> [Dataset extracts labeled with boxes]
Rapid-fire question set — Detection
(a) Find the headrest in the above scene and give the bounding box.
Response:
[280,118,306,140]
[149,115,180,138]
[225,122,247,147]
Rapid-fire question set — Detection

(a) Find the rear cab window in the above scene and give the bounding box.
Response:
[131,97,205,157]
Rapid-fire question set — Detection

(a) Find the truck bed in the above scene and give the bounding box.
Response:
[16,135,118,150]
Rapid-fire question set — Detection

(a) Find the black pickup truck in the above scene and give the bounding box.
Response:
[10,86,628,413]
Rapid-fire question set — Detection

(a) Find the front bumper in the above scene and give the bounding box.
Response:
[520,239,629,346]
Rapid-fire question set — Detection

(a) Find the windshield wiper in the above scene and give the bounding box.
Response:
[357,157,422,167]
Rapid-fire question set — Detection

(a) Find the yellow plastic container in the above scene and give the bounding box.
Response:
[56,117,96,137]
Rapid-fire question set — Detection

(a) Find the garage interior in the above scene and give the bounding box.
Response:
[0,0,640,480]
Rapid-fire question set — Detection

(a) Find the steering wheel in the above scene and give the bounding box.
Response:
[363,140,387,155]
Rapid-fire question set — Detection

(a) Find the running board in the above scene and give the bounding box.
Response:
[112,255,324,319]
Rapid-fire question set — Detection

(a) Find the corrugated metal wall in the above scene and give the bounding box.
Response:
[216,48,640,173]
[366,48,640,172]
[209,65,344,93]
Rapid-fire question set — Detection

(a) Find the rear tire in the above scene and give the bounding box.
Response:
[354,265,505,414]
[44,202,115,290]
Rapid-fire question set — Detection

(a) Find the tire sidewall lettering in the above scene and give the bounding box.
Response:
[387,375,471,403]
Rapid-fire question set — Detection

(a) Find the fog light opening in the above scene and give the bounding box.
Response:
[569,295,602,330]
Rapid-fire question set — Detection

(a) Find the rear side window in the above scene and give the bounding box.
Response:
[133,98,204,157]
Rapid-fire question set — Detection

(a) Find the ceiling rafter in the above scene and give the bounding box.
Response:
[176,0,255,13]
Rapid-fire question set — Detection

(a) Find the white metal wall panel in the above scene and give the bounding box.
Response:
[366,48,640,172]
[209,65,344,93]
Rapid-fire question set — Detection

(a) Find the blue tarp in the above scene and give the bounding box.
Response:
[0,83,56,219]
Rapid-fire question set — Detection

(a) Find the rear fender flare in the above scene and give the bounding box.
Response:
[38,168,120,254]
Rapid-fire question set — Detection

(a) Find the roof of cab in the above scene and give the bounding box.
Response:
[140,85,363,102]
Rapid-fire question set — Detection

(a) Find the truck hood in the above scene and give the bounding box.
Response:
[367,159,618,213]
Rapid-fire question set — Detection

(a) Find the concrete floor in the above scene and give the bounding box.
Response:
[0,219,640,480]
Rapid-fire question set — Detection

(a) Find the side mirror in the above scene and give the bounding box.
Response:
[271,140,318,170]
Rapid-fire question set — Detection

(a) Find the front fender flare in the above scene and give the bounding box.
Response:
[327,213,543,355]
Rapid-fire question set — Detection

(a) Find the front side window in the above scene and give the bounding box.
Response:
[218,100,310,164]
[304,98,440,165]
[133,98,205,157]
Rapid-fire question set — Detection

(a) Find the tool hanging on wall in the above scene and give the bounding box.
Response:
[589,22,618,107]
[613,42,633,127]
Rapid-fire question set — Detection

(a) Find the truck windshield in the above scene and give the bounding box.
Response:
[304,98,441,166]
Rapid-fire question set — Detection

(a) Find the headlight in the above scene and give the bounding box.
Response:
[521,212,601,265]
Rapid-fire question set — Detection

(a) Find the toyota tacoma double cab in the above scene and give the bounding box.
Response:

> [Short task]
Change "scene" to "image" in the data from its start through the line containing "[363,140,387,155]", inclusive, and reproduce only those lines with everything else left as is.

> [Reply to the exercise]
Rapid-fire question set — Detection
(a) Find the headrest in the above image and give the bounding box.
Response:
[280,118,306,140]
[149,115,180,138]
[225,122,247,147]
Rapid-fire question set — Detection

(a) Find the rear cab window in the above image and give the bounding box.
Response:
[131,97,205,157]
Rapid-fire question set — Detection

(a) Find the truck bed in the above image and give the bounding box.
Response:
[16,135,118,150]
Rapid-fire question set — Detection

(a) Find the black pickup truck in the above image and give the bounding box.
Response:
[10,86,628,413]
Rapid-fire question set — Detection

(a) Find the front bumper in the above image and give the bounding box.
Response:
[520,239,629,346]
Rapid-fire question set — Detection

(a) Find the windshield wiper in the above image and give the bounding box.
Response:
[357,157,422,167]
Rapid-fire question set — Detection

(a) Find the yellow plastic container in the above image and give the bounding box.
Response:
[56,117,96,137]
Rapid-fire question set — Detection

(a) Find the garage interior in the above image and give the bounding box.
Response:
[0,0,640,480]
Rapid-fire question set — Detection

(a) Find the steering wheel in the above image and give the bounding box.
Response:
[363,140,387,155]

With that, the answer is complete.